#### SOURCE DOCUMENT:
Category: Scheme

Insomnia

yawn

5:30am and I haven't slept a wink yet! I really need to sort out my lifestyle so I get (a) exercise and (b) time to think every day. Time to think is important for me; if I don't get enough, then when I go to bed, I lie there and think. Lots.

Tonights thoughts have included:

  1. Some ideas about how whole-program transformations (eg, the macroexpander/partial evaluator and the OO system) in CHROME might be handled. The OO system needs to be a whole-program transformation rather than just some macros using the normal macroexpander since things like inheritance graphs and method lists for generic functions need to be accumulated together; most Lisps handle that with macros that destructively update data structures, but I'm trying to design a system without rampant mutation, so need a whole-program code walk to do this. Clearly, since we want to be able to write macros that produce generic functions, methods, and the like, we need to do this AFTER normal macro expansion, but before the compiler gets its hands on it.
  2. Some ideas about separating the generic function/method system - the dispatch part of Lispy OO - from the classes-inheriting thing. Subtype relationships that are used to dispatch GFs should be doable with plain predicates - pair? my-record-type? etc. Or more complex predicate expressions on groups of arguments, so we can support multivariate typeclasses in the Haskell sense, as a rich interface/implementation system as well as a traditional records-with-single-inheritance class system. To do this properly we also need declarations that one predicate implies another - (number? x) -> (integer? x) - so that a method on numbers will be used for integers, yet a more specific integer method can override it. I'm not sure how decidable the "most specific method wins" thing can be with complex multivariate type predicates, though. Must experiment and ask knowledgeable formal logic folks.

#### TASK TO CARRY OUT:
Type out the stretch of the insomnia post above that starts with the words "Category: Scheme" and finishes with "and think. Lots.", changing nothing.

#### Recorded data:
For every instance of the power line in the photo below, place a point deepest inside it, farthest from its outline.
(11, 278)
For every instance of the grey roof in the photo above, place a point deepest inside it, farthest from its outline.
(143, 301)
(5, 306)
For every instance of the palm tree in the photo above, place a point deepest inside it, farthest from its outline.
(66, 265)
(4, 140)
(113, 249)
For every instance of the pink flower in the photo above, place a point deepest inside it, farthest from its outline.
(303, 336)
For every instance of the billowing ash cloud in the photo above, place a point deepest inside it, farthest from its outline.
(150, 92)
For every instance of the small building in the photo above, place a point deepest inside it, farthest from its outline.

#### EXERCISE RESPONSE:
Category: Scheme

Insomnia

yawn

5:30am and I haven't slept a wink yet! I really need to sort out my lifestyle so I get (a) exercise and (b) time to think every day. Time to think is important for me; if I don't get enough, then when I go to bed, I lie there and think. Lots.